> **Exercise instructions**
• 1. In the passage about Ezra learning to talk, rewrite the paragraph that begins "He has even learned nuances" as a short bulleted list that keeps its main facts.
• 2. Carry the passage about Ezra's lessons in politeness forward, starting after its final line, "Close enough."

> **Selected extract**
He has even learned nuances to our language, like the difference in tone and inflection of the phrase “Come on.” He’ll say it when he wants us to follow him and he’ll also use the same phrase with a certain degree of disgust and frustration when I kick or throw a ball in a way he deems inadequate. (He also says, “My fault” if his throw is a bit off and “Your fault” is he doesn’t catch something I throw—even if it’s a perfectly good throw, by the way.)

We are trying to teach him to be polite when he asks for and receives things. He has “thank you” down and “you’re welcome.” He’s had a harder time remembering to say “please.” He started off saying, “Mama, lipa!” when he wanted a piece of bread. Now we remind him to phrase it as a request instead of a demand. “Say: ‘Mama, may I have some lipa, please?’” we tell him. Now the conversation goes something like this:

Ezra: Mama, lipa!

Me: Try again.

Ezra: Say, please…

Me: Close enough.

> **Supplied data**

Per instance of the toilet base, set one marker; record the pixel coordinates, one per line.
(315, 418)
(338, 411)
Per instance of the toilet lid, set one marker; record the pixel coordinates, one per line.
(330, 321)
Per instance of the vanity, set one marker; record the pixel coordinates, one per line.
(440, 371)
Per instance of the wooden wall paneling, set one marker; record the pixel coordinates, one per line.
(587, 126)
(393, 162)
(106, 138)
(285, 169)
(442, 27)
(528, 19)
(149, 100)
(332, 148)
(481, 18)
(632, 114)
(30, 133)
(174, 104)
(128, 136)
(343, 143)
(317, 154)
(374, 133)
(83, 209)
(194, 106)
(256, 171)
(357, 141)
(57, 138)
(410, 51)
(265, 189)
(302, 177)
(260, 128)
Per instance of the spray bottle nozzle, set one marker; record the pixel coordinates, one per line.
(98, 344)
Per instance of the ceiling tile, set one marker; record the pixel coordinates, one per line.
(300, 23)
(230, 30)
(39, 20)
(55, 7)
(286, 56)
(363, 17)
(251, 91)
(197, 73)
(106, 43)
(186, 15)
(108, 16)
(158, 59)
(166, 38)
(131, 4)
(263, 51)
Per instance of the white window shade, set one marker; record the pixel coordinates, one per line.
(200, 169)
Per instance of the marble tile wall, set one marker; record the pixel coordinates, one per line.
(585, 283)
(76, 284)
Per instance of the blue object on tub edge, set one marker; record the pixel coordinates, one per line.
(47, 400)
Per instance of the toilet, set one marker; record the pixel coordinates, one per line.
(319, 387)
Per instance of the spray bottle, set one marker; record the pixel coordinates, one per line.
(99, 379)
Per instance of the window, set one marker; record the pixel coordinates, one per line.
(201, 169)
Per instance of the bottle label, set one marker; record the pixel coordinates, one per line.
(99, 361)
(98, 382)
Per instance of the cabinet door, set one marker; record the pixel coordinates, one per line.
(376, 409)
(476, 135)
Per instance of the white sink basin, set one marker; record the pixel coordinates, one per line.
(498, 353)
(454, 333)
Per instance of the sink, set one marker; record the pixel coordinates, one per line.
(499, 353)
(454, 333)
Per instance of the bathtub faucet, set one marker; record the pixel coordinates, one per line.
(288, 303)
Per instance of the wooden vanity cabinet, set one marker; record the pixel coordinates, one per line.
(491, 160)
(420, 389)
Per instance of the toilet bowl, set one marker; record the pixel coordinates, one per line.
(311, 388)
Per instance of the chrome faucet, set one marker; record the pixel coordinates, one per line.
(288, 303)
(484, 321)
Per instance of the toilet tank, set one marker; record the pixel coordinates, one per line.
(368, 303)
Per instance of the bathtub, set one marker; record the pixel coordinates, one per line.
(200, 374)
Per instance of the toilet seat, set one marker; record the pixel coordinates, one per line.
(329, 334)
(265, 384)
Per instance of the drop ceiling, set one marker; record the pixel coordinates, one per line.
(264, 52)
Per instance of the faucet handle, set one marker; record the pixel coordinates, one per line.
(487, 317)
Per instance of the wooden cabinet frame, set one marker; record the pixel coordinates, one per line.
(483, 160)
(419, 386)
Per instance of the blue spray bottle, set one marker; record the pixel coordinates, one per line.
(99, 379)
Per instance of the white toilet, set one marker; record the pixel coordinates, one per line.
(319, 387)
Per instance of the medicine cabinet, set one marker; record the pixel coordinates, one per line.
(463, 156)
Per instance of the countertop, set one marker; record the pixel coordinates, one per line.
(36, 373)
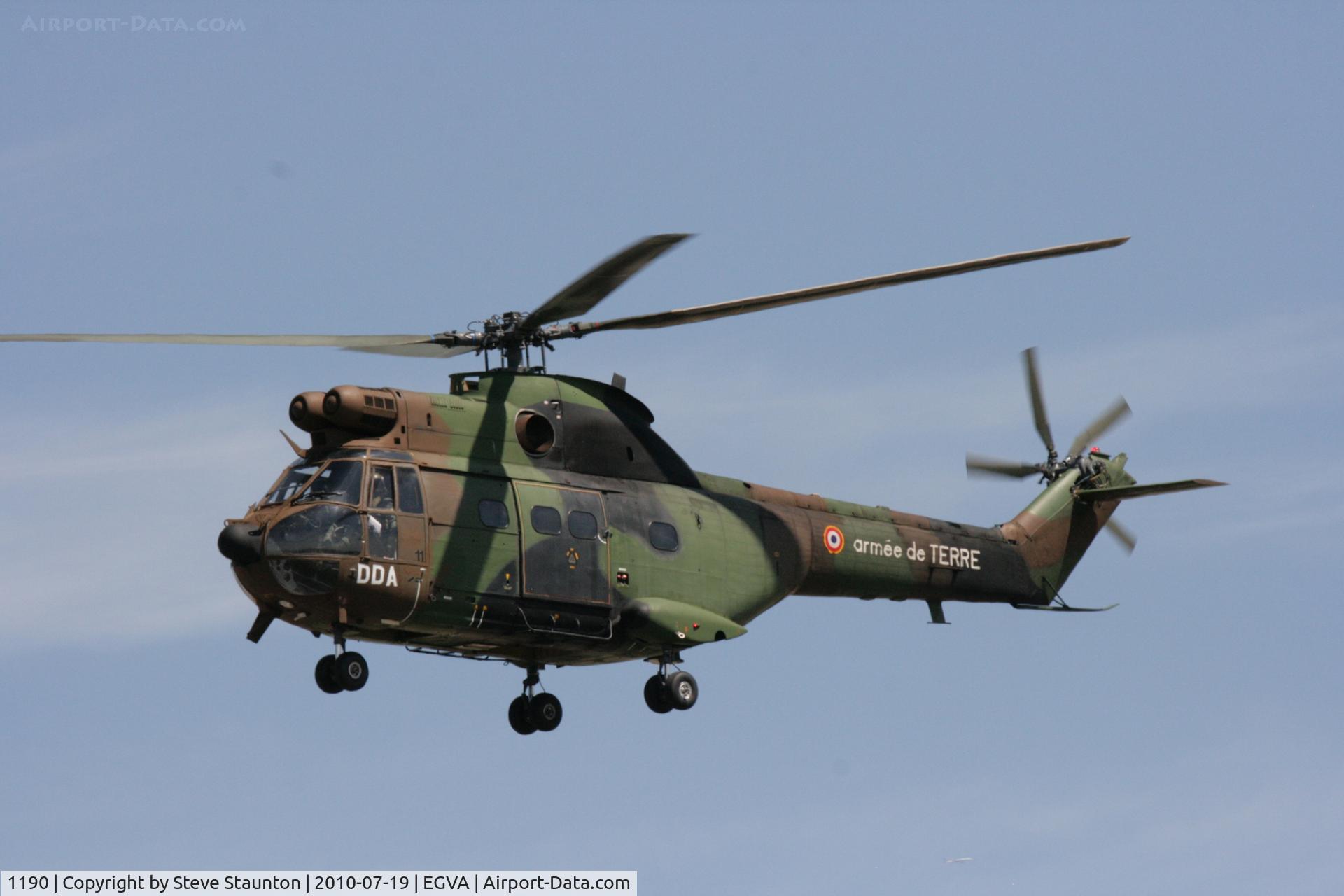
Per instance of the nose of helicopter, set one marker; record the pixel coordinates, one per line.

> **The answers**
• 1.
- He has picked up nuances of tone and inflection, as with the phrase "Come on."
- He says "Come on" when he wants to be followed.
- He also uses it with disgust and frustration when a ball is kicked or thrown in a way he considers inadequate.
- He says "My fault" when his own throw is a bit off.
- He says "Your fault" when he misses a catch, even after a perfectly good throw.

• 2.
When we were recently at church camp, I took him to the bathroom while everyone was meeting in the large assembly room. There was no one in the boys’ restroom, so I told him he could go in alone and I would stand outside the door and wait for him. He gestured for me to go with him, but I explained that I am a girl and can’t go in the boys’ bathroom and if he wants me to go with him he’ll have to go to the girls’ bathroom with me which is okay because he is small and my son. After that lengthy explanation, complete with pointing to the boy and girl pictures outside the bathroom doors, he paused a beat and said, “Say please?”

Seeing that one of the five other members of his family are always with him, we’re constantly wondering where he picks up the things he says and does. For instance, he was wrestling with our older son recently and suddenly stepped back, punched his right fist into his open left hand, and bowed low like he was about to begin a Taekwondo match. Where did that come from?

Anyone in the throes of parenting young children can attest to the heavy responsibility of teaching our children right from wrong and everything in between. I’ve known this for years but I’ve felt it more acutely this go-around. When our other children first joined our family they were newborns, unable to see past their fingertips and enthusiastically sucking on their toes each time they re-discovered them. In other words, not fully rational beings.

This time our little sponge comes to us as a clever 5-year old. He’s soaking up everything so quickly and hungrily and spouting it back out just as quickly. I worry if he’s watching too much TV or not looking at books enough. Should I make him practice writing his name more? What about those preschool activity books we got him? I worry about making sure we give him every advantage so that he can be successful as a person.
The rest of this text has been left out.